---------- Dataset excerpts

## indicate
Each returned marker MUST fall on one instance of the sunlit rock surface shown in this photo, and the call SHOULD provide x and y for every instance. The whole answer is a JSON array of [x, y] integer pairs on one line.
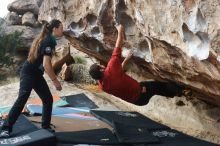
[[172, 40]]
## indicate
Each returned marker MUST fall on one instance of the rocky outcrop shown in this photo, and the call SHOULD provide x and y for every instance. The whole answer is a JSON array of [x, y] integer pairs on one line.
[[28, 19], [23, 13], [27, 36], [23, 6], [13, 19], [171, 40]]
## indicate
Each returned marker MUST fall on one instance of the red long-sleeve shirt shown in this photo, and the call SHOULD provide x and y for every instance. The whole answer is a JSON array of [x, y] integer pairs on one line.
[[116, 82]]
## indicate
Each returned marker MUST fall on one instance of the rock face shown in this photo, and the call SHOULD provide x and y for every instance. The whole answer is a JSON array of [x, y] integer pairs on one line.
[[13, 19], [23, 13], [23, 6], [27, 36], [172, 40]]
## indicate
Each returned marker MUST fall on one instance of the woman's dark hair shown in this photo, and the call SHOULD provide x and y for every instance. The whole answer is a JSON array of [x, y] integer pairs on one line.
[[47, 28], [95, 72]]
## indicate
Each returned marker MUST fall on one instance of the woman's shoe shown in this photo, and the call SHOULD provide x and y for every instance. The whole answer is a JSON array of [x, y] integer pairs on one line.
[[5, 133]]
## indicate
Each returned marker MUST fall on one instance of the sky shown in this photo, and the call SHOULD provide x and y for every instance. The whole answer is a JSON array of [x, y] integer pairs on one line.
[[3, 7]]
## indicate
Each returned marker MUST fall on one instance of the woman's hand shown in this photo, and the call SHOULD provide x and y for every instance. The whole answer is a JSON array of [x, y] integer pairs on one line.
[[130, 54], [57, 84]]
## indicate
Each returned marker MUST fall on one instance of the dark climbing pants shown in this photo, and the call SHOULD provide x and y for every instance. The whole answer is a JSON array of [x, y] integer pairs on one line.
[[168, 89], [31, 79]]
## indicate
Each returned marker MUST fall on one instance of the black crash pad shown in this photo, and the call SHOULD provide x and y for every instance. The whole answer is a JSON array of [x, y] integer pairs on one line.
[[134, 134], [26, 133], [175, 138], [128, 118], [97, 136], [79, 100]]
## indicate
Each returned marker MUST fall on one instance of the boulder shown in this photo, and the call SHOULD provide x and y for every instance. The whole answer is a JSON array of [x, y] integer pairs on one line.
[[23, 6], [13, 18], [28, 19], [27, 37]]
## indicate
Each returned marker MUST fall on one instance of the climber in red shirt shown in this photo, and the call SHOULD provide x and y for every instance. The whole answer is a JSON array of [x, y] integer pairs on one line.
[[113, 80]]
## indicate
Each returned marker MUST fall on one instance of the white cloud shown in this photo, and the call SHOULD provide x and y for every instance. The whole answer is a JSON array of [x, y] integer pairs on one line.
[[3, 7]]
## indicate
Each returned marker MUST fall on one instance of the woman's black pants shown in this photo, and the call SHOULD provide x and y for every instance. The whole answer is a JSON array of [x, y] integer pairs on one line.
[[31, 79]]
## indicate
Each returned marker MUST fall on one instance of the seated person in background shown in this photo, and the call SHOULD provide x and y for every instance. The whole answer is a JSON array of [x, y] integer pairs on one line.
[[113, 80]]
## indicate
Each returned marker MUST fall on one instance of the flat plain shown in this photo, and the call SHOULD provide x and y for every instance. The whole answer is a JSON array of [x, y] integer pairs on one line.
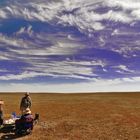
[[87, 116]]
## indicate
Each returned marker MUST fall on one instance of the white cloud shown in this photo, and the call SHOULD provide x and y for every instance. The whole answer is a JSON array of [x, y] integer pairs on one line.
[[75, 13]]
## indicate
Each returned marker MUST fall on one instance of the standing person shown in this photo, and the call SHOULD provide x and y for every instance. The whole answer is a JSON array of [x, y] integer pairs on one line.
[[1, 112], [26, 102]]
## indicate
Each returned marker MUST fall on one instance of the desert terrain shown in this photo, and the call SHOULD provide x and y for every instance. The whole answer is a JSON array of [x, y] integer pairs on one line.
[[97, 116]]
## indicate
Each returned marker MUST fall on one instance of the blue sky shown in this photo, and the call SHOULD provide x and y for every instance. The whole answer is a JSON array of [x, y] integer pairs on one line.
[[69, 45]]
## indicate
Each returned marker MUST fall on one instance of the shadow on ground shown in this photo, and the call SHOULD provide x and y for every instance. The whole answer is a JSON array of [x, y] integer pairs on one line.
[[9, 133]]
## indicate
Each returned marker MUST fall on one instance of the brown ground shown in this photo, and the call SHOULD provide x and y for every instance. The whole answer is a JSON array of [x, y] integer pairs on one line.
[[113, 116]]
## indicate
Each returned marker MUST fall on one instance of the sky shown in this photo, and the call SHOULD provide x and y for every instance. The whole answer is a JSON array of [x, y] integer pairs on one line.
[[69, 45]]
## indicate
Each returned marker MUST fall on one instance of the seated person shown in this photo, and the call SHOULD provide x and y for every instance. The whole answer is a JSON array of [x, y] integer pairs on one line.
[[26, 121], [1, 112]]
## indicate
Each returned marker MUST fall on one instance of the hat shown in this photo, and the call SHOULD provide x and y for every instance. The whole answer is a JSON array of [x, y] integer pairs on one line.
[[27, 94], [27, 111]]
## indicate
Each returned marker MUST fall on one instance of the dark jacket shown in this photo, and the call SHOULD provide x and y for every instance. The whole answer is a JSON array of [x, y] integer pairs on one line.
[[26, 102]]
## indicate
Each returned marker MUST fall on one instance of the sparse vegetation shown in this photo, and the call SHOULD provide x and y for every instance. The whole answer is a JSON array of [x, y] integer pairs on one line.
[[81, 116]]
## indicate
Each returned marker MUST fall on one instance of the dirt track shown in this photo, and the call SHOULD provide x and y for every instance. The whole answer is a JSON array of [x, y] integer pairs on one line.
[[113, 116]]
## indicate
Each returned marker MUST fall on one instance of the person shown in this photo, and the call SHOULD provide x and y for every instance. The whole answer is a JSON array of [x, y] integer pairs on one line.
[[1, 112], [25, 122], [26, 102]]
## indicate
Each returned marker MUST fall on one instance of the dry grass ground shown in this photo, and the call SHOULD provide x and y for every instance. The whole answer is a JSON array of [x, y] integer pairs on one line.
[[114, 116]]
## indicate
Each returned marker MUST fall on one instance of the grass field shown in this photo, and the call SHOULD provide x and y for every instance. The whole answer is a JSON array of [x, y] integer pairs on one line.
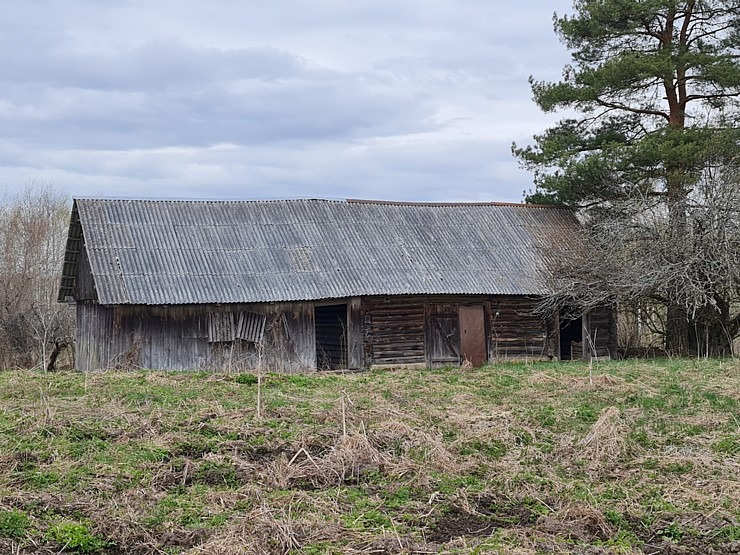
[[641, 457]]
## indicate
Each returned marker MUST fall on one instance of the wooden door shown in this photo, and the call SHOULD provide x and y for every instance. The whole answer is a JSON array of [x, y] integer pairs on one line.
[[444, 335], [473, 334]]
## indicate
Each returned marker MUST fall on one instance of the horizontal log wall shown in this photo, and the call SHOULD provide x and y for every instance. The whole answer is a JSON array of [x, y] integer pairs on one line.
[[516, 332], [393, 330], [398, 330]]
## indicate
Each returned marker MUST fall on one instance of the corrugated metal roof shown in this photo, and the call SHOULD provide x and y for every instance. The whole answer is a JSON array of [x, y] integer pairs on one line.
[[184, 252]]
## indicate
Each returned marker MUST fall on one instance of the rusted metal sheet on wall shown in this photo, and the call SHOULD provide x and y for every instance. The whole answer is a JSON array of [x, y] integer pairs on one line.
[[177, 338], [473, 334]]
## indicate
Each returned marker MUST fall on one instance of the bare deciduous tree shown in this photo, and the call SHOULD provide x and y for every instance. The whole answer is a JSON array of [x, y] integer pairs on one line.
[[633, 258], [34, 329]]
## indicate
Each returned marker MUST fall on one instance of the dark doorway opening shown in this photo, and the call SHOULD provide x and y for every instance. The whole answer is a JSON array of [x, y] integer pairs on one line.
[[571, 337], [473, 334], [331, 336]]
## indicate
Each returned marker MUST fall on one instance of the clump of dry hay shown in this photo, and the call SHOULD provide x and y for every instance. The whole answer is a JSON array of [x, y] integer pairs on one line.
[[269, 530], [605, 441], [577, 521]]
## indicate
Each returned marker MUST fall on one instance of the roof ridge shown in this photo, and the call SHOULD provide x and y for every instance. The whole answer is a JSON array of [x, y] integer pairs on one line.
[[322, 200]]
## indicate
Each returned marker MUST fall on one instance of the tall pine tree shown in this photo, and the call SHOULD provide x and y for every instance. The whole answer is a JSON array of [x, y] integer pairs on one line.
[[654, 89]]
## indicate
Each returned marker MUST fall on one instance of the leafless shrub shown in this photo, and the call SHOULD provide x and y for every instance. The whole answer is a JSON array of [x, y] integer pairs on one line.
[[35, 330], [632, 256]]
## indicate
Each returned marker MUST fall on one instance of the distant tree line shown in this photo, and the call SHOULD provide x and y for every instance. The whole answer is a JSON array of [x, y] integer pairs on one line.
[[649, 156], [35, 330]]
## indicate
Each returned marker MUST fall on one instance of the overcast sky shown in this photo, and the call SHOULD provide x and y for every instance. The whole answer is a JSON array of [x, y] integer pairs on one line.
[[398, 100]]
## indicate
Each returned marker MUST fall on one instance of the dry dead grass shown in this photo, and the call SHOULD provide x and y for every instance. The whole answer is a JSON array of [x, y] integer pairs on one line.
[[510, 459]]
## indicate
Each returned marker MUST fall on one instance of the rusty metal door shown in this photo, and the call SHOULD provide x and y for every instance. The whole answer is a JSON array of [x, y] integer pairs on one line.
[[473, 334]]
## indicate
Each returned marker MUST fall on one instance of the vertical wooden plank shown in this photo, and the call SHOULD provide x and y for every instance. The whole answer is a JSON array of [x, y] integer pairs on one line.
[[354, 335], [473, 334]]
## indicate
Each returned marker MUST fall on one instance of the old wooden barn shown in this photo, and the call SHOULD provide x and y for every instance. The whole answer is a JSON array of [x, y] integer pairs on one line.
[[299, 285]]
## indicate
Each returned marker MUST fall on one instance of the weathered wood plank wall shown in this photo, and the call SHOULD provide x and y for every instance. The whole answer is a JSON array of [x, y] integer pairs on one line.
[[379, 331]]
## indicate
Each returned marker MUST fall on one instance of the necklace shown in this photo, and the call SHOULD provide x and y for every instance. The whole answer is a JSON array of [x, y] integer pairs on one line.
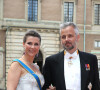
[[27, 61]]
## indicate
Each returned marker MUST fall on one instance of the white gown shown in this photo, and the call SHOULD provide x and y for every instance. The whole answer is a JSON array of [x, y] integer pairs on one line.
[[28, 82]]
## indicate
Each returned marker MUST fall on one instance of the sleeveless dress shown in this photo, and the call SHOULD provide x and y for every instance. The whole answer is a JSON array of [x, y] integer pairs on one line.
[[28, 82]]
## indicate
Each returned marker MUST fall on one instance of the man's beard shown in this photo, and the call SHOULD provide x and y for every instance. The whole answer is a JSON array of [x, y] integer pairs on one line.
[[68, 48]]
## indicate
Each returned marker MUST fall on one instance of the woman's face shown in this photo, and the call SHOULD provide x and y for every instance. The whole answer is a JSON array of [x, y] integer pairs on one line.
[[32, 46]]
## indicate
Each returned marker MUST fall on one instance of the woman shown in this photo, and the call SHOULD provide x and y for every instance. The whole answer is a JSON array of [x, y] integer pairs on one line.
[[18, 77]]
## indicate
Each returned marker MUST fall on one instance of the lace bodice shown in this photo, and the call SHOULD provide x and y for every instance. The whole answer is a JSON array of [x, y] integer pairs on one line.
[[28, 82]]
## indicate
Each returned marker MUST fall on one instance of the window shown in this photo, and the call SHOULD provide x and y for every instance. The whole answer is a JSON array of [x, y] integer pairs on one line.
[[97, 14], [99, 67], [32, 10], [97, 43], [68, 11]]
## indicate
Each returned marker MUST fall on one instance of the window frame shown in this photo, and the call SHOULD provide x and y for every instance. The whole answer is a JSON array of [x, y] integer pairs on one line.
[[98, 42], [98, 22], [38, 11], [74, 10]]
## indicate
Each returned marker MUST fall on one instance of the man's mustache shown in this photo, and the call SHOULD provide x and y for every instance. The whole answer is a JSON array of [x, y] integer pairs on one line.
[[67, 42]]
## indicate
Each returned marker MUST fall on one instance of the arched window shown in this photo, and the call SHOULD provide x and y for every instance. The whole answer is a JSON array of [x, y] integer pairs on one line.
[[32, 10]]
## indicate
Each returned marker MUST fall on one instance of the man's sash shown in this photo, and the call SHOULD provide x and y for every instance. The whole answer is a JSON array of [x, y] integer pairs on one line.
[[30, 71]]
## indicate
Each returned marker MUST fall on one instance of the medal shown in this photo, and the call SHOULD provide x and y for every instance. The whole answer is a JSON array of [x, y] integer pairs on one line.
[[70, 63]]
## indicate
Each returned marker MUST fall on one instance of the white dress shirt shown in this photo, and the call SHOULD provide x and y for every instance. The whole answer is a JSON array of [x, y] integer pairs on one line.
[[72, 71]]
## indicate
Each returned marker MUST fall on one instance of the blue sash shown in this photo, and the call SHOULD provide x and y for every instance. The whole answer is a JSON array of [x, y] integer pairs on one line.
[[30, 71]]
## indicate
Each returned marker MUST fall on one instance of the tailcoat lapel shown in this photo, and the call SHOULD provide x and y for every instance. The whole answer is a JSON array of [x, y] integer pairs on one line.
[[84, 73], [61, 69]]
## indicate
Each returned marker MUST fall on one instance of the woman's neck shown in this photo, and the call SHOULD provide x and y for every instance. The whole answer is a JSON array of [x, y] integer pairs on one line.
[[28, 59]]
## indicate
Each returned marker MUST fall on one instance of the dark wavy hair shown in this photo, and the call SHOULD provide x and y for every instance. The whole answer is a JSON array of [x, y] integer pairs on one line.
[[31, 33]]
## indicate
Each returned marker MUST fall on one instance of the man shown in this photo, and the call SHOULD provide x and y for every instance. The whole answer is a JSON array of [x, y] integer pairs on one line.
[[71, 69]]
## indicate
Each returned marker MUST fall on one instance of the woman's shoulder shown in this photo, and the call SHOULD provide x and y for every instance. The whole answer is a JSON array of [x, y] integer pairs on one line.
[[15, 66], [35, 64]]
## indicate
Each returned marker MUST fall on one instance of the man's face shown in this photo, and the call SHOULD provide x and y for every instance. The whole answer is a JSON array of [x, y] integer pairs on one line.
[[69, 38]]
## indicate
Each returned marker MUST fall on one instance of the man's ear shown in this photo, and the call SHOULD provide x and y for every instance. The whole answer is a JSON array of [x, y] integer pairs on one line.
[[78, 38]]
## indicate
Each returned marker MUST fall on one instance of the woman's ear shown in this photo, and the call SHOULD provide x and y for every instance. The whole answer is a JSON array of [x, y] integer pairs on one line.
[[78, 38], [23, 44]]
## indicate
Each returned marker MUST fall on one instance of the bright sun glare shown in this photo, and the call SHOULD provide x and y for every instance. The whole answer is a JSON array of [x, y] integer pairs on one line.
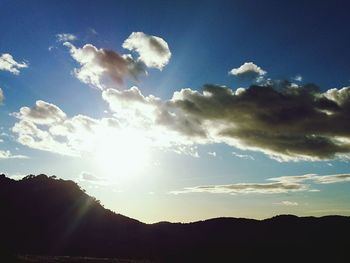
[[122, 156]]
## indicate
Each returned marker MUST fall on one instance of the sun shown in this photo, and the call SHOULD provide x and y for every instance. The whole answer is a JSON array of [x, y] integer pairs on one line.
[[122, 154]]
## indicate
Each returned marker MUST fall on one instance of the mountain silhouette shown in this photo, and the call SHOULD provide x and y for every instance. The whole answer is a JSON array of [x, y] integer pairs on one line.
[[43, 215]]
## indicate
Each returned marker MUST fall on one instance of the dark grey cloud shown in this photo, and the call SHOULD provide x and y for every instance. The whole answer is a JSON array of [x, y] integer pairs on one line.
[[285, 121]]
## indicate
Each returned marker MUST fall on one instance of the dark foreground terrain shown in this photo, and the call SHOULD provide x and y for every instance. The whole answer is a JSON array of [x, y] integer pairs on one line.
[[66, 259], [57, 221]]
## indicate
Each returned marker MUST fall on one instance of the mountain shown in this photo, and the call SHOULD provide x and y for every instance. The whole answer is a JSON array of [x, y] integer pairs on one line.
[[43, 215]]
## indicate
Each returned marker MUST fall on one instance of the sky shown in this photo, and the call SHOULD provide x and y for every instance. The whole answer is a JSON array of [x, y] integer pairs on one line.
[[181, 110]]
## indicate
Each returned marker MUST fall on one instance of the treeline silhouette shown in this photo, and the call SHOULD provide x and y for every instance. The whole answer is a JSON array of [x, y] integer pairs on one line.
[[43, 215]]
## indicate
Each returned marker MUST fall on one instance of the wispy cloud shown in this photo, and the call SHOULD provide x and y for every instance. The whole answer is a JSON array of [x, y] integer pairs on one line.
[[243, 156], [63, 37], [283, 184], [7, 63], [9, 155], [212, 154], [288, 203]]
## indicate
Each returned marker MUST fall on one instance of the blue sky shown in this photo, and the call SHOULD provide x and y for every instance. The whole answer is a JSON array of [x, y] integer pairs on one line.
[[155, 166]]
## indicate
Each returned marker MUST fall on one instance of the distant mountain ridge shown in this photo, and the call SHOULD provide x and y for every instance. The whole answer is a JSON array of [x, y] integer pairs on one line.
[[44, 215]]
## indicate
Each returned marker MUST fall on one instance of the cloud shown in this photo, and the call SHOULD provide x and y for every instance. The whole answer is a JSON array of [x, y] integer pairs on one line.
[[152, 50], [100, 65], [63, 37], [248, 71], [298, 78], [41, 113], [287, 123], [7, 63], [288, 203], [2, 97], [92, 179], [279, 185], [243, 156], [9, 155]]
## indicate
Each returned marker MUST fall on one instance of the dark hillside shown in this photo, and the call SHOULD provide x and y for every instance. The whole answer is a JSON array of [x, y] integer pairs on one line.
[[43, 215]]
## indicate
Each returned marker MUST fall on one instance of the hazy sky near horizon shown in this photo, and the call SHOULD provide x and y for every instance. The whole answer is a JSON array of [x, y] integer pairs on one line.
[[181, 110]]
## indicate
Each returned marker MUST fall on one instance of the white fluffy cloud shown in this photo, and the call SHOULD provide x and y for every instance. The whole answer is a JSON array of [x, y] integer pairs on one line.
[[248, 70], [7, 63], [63, 37], [41, 113], [295, 123], [277, 185], [99, 64], [152, 50]]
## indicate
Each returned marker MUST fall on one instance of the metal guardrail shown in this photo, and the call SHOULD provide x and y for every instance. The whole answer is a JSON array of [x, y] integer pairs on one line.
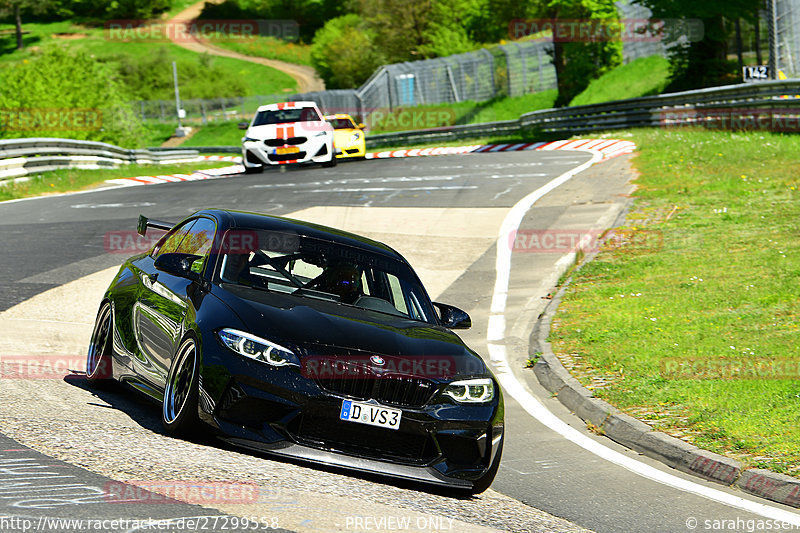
[[768, 106], [20, 157]]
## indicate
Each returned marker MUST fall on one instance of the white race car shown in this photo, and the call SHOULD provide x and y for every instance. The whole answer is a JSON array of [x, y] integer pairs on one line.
[[287, 133]]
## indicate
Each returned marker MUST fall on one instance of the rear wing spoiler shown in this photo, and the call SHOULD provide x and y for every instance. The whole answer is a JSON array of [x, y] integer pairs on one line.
[[145, 223]]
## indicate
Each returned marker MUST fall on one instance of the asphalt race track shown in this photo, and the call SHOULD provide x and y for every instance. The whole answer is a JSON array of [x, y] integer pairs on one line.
[[444, 214]]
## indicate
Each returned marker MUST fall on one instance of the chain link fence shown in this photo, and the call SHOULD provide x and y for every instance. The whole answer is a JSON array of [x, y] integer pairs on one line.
[[787, 13], [512, 69]]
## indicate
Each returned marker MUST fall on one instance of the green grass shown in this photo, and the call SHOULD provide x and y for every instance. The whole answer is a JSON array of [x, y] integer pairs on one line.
[[67, 180], [269, 48], [158, 132], [256, 79], [706, 273], [219, 133], [641, 77]]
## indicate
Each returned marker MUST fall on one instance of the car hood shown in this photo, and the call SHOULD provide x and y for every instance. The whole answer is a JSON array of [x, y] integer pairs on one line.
[[342, 137], [289, 129], [315, 328]]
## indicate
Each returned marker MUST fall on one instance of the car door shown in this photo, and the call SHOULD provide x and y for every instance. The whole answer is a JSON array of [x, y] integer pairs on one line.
[[164, 301]]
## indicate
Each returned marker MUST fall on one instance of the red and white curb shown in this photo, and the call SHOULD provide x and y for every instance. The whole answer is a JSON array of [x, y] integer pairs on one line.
[[212, 173], [607, 147]]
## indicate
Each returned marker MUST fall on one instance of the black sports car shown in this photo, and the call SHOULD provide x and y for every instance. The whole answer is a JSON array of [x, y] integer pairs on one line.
[[304, 341]]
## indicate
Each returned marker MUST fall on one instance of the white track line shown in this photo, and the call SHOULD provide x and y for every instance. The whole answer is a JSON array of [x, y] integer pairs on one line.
[[497, 352]]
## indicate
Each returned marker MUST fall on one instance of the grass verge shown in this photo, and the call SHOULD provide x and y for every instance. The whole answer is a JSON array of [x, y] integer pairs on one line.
[[268, 48], [68, 180], [246, 77], [641, 77], [689, 321]]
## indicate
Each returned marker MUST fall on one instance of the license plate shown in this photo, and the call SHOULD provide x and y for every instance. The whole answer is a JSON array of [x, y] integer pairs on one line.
[[287, 150], [373, 415]]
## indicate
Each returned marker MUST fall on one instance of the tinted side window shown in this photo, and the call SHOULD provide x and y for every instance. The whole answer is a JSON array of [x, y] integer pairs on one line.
[[174, 238], [198, 239]]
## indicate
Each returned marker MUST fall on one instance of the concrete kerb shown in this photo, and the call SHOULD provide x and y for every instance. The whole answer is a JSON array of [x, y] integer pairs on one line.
[[640, 437]]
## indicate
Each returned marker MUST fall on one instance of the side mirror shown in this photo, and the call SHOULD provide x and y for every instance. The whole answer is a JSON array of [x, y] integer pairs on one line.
[[452, 317], [181, 265]]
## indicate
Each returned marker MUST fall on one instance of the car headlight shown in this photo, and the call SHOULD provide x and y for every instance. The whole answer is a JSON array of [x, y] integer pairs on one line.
[[257, 348], [479, 390]]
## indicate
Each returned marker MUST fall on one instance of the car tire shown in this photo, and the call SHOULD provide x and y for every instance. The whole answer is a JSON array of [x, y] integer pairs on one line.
[[179, 410], [486, 480], [98, 358]]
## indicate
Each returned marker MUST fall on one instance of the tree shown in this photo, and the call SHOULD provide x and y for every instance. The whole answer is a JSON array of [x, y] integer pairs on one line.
[[16, 7], [704, 62], [60, 94], [344, 52], [582, 48]]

--------------------

Exercise
Count the lines in the rows above that contain the word "roof", and give only that number.

Output for this exercise
2